* **Study text**:
U.S. Navy Corpsmen, Alaska Army National Guard and Mongolian Armed Forces Medics instruct a class on Tactical Combat Casualty Care during Exercise Khaan Quest 2017
A team of corpsmen from 3rd Medical Battalion, medics from the Alaska Army National Guard and medical personnel from the Mongolian Armed Forces provided tactical combat casualty care instruction to both U.S. and international partners during the multinational peacekeeping Exercise Khaan Quest 2017 at Five Hills Training Area, Mongolia.
During the initial classroom training, instructors emphasized triaging care by massive hemorrhaging, airway respiration, circulation then hypothermia, which they abbreviated as MARCH.
“MARCH is an algorithm we use because it lists in order what comes first while providing medical care to life threatening injuries in a combat situation,” said U.S. Navy Petty Officer 3rd Class Gregory Joyce. “Once those steps are followed you can then move on to treatment of secondary injuries that are not life threatening while you are waiting for your en route care.”
Following classroom lectures, the students moved outside for practical application of the topics they had learned, breaking into role-playing groups as either medics or injured persons.

* **Set of tasks**:
1. According to the Khaan Quest 2017 article, which unit did the U.S. Navy corpsmen come from?
2. Carry the Khaan Quest 2017 article forward from its last sentence.
The records that follow the Khaan Quest 2017 article come from a separate source.

* **Material provided**:
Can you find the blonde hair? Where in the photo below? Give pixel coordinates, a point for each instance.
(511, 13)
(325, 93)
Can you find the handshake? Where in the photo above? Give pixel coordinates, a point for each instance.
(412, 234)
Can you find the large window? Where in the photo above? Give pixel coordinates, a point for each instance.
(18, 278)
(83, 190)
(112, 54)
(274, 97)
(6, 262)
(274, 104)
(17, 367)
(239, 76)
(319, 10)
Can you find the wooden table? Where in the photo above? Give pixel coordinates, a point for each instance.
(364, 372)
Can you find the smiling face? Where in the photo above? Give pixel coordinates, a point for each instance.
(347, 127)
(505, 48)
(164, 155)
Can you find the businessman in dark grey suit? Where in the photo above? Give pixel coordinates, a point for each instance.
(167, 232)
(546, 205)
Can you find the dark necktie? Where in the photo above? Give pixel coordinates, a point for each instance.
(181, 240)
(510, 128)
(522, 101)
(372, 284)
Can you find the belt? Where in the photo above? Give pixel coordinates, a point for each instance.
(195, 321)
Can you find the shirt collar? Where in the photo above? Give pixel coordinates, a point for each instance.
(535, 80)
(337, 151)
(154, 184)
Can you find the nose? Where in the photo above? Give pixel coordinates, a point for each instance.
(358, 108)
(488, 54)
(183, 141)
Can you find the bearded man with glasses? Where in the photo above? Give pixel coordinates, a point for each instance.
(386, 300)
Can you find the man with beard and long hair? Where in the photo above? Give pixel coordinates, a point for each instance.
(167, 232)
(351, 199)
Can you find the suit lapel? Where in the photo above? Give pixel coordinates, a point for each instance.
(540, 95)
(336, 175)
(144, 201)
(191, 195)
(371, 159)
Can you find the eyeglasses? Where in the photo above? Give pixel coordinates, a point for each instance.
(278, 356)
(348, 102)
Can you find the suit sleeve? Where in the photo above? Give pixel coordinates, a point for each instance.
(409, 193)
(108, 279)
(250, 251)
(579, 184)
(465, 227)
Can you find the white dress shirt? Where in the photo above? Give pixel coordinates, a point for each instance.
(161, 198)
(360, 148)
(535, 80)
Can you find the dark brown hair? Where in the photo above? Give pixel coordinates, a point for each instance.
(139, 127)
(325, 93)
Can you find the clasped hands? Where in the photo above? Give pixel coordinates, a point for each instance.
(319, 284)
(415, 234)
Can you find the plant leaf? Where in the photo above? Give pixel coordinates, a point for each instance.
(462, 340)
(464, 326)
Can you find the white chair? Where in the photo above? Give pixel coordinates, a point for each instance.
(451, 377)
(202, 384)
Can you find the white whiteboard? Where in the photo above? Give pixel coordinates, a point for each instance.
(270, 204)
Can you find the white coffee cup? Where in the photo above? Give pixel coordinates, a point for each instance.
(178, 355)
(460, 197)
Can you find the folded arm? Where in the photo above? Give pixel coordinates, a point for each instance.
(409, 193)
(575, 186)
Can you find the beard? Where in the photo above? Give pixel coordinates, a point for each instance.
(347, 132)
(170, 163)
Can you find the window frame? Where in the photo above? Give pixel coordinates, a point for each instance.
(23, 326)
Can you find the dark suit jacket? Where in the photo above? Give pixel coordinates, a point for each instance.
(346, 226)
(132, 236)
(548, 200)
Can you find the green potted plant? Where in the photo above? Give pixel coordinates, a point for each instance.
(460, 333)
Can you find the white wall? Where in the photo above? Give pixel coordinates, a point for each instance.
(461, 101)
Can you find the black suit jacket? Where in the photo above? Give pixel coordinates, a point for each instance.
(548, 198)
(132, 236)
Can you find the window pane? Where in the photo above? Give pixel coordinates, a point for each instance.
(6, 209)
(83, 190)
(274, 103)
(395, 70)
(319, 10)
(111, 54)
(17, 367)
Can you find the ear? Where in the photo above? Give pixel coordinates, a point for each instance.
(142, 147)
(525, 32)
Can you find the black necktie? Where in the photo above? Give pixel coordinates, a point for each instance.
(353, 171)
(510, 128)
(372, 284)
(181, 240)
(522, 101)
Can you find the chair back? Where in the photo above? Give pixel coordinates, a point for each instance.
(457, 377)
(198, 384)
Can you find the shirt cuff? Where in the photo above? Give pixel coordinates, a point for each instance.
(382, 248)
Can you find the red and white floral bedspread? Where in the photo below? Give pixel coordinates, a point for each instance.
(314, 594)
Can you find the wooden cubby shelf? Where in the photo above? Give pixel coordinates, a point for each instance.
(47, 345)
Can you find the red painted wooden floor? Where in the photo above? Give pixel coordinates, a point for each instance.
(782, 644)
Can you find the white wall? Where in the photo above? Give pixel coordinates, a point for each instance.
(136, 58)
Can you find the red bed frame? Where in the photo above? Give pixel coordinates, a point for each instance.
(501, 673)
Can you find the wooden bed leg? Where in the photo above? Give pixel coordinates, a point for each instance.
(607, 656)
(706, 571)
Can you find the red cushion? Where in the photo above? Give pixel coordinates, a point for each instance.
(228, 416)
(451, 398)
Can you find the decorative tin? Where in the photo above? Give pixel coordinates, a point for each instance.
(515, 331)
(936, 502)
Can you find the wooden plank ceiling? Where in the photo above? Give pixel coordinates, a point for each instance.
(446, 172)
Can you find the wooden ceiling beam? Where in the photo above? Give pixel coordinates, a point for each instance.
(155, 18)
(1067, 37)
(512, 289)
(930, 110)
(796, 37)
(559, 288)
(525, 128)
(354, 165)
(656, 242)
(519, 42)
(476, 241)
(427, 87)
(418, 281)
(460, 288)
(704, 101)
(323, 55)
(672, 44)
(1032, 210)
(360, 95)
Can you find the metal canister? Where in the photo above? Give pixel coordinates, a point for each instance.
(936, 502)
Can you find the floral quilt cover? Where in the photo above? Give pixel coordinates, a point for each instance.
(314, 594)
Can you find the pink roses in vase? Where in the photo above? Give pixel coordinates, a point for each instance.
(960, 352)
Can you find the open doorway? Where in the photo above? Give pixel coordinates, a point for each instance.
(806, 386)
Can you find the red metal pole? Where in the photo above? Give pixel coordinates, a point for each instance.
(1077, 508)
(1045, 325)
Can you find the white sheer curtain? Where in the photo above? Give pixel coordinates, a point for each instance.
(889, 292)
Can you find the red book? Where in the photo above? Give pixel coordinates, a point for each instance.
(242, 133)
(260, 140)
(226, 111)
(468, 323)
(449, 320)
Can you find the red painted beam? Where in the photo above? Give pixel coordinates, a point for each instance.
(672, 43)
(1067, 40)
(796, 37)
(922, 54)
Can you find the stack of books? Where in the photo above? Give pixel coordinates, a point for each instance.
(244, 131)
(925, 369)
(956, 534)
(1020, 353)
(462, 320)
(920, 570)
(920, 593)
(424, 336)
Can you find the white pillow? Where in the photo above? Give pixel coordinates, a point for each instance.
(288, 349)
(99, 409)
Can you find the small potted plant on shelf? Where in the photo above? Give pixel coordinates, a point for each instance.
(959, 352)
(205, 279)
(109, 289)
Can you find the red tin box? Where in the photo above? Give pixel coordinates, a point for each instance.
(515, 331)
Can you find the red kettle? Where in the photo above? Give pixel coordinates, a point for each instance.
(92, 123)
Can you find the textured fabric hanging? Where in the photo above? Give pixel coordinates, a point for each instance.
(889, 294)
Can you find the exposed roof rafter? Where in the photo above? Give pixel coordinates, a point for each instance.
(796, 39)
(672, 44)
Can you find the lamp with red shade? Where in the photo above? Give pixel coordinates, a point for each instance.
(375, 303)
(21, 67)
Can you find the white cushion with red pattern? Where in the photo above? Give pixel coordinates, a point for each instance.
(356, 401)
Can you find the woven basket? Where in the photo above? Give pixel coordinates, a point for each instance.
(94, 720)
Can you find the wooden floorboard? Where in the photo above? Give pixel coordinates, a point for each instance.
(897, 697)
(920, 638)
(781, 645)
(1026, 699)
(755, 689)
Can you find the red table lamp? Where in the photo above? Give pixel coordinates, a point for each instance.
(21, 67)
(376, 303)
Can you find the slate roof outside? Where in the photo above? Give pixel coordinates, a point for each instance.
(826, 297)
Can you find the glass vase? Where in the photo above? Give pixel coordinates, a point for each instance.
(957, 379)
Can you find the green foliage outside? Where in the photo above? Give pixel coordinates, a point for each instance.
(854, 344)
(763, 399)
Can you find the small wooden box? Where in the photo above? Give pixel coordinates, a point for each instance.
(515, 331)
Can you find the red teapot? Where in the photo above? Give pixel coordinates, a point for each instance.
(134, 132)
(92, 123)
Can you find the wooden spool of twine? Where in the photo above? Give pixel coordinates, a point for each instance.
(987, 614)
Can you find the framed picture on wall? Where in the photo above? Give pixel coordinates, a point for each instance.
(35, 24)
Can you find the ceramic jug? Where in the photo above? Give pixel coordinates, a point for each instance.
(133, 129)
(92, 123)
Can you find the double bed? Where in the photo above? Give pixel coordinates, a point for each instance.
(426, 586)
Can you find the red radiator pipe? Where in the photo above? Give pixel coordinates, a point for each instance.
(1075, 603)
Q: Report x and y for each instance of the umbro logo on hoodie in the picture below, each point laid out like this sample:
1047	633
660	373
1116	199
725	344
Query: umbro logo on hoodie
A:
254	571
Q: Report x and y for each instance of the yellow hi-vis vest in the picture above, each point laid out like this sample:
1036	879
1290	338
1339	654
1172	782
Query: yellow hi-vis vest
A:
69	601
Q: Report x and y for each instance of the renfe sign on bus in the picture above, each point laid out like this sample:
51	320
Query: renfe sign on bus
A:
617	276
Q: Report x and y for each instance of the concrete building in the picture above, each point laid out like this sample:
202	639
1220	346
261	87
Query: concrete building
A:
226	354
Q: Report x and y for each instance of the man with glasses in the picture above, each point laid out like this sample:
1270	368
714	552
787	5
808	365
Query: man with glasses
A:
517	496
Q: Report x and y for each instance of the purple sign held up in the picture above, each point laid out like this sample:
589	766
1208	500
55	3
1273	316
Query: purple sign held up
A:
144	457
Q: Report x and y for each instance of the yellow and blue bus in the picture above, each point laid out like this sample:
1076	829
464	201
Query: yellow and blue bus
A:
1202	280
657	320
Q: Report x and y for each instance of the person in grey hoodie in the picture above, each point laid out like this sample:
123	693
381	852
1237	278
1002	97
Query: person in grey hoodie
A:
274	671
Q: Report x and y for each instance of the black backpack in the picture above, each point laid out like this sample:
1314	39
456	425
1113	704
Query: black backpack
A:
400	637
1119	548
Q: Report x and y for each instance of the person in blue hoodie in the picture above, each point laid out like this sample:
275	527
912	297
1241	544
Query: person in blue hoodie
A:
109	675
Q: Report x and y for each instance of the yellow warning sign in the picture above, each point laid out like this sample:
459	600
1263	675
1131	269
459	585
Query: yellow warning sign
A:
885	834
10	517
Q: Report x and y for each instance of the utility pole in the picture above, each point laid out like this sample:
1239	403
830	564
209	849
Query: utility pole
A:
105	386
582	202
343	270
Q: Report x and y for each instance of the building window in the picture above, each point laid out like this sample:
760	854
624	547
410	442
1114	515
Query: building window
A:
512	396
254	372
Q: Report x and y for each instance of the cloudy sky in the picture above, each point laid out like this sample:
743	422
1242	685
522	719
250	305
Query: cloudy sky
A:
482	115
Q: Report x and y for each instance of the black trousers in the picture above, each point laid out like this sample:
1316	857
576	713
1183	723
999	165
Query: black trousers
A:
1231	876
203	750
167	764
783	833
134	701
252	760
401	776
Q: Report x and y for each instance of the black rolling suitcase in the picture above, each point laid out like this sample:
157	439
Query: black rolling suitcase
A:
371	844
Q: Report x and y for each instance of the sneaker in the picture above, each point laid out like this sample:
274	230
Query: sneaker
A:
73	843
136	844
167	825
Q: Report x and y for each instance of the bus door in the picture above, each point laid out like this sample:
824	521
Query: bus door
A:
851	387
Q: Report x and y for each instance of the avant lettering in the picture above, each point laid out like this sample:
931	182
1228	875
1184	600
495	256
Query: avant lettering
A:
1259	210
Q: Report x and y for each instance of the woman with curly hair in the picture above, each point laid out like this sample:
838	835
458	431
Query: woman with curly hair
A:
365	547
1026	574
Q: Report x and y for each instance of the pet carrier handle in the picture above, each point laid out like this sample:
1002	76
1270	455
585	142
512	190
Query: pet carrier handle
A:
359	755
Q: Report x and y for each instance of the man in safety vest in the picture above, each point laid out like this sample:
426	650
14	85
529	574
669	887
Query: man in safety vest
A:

* **Answers for each item**:
1. 3rd Medical Battalion

2.
“The hands on portion of the class are the most important,” said U.S. Navy Petty Officer 1st Class Benjamin Guinto, the lead instructor for the training. “We need to see that they have the understanding to execute what we teach them in a tactical environment.”
At the completion of training the instructors went over the students’ successes and shortcomings in order for them to improve their overall performance
“Every country that we train with has to have some standard of medical care and communication that they bring to their mission,” said Alaska Army National Guard Sgt. Stephen Behrens. “Khaan Quest provides synchronicity and allows us to train and operate those peacekeeping missions in a similar manner.”